Records contained in a dataset:
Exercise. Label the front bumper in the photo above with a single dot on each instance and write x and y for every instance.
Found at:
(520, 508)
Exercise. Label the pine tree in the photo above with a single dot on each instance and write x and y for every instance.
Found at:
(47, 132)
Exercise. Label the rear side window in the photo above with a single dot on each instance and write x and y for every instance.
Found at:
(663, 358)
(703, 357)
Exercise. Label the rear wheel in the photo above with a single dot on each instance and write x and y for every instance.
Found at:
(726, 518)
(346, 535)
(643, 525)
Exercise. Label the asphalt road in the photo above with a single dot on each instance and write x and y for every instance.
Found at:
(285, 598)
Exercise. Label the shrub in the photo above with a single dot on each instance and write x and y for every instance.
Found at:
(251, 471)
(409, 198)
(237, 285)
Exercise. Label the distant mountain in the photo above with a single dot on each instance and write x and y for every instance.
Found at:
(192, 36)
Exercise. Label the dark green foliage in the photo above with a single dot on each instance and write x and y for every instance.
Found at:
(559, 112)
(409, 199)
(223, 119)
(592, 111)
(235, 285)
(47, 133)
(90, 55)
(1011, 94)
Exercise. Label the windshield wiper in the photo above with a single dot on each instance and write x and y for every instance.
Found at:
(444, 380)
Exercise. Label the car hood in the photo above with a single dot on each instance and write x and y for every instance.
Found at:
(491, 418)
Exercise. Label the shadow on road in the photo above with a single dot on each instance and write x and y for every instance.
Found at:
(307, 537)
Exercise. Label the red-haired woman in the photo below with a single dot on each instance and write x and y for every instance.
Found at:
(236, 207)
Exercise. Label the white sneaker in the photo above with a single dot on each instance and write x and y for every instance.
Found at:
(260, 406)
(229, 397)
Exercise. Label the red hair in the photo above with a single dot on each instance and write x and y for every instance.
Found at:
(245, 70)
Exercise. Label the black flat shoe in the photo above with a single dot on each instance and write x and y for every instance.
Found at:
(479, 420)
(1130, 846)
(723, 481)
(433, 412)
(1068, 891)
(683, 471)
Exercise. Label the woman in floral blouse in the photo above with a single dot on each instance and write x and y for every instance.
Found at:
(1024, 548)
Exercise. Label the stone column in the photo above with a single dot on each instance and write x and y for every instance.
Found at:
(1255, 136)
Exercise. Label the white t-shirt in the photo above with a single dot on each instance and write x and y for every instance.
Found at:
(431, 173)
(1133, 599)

AIM OF THE EXERCISE: Each record must be transcribed word for word.

ANSWER TO THIS EXERCISE:
Exercise. Label the front bumper in the photo above with a single dot on each instance and write x and y for every instance.
Found at:
(520, 508)
Exercise. Label the pine tree in the photo above with a single dot on each instance and write x and y for every instance.
Found at:
(47, 132)
Exercise. Label the rear side window in the photo above with a single dot on each instance and write x and y for every instance.
Found at:
(663, 358)
(703, 357)
Exercise. Label the rear wheel in the photo above with a single dot on each instance and write x and y for every instance.
Found at:
(726, 518)
(346, 535)
(643, 525)
Exercise. Label the asphalt road in the photo above with a single dot on each instance and write x and y for every instance.
Found at:
(285, 598)
Exercise. Label the shrub in the photo above with a single dot on each instance and write x and y for every instance.
Found at:
(251, 471)
(409, 198)
(237, 285)
Exercise. Label the distant mountain in the photo above with a single dot on each instance and write x and y for every instance.
Found at:
(192, 36)
Exercise. Label the dark green foliage in the photo above with a single dot on each instance and write x and y for every instance.
Found at:
(559, 112)
(409, 199)
(223, 119)
(592, 111)
(235, 285)
(47, 133)
(90, 55)
(1011, 94)
Exercise. Label the windshield wiper in the photo above with a single dot on each instance and write x and y for every instance.
Found at:
(444, 380)
Exercise. Label the car hood in the photo above with a single dot on each instance and write x and y for every instance.
Found at:
(491, 418)
Exercise. Label the shadow on road in the photo above with a single dot on each instance and write x and y for every instance.
Found at:
(307, 537)
Exercise. Label the red-haired woman in the photo below with a single dot on each instance and write x and y for every instance.
Found at:
(236, 207)
Exercise. Label the white sneaker in the photo above with a single dot on each instance and write x and y for every instance.
Found at:
(260, 406)
(229, 397)
Exercise. Label the red hair in the photo above with a single dot on each instance and write x and y for every instance.
Found at:
(245, 70)
Exercise. Label the black flat shoe in the photo above with a single dot on each instance and write x and y for every instance.
Found at:
(479, 420)
(1130, 846)
(723, 481)
(433, 412)
(1068, 891)
(683, 471)
Exercise. Label the woman in floral blouse in the photo above with a single dot on each instance and write x and y for every instance.
Found at:
(1024, 548)
Exercise. Label the stone column in the photo above with a single dot on each instance and write x and y for every instance.
Found at:
(1255, 136)
Exercise. Label the white t-shirt in the photo above with a single dot on each instance and write x and y for every instance.
Found at:
(431, 173)
(1133, 599)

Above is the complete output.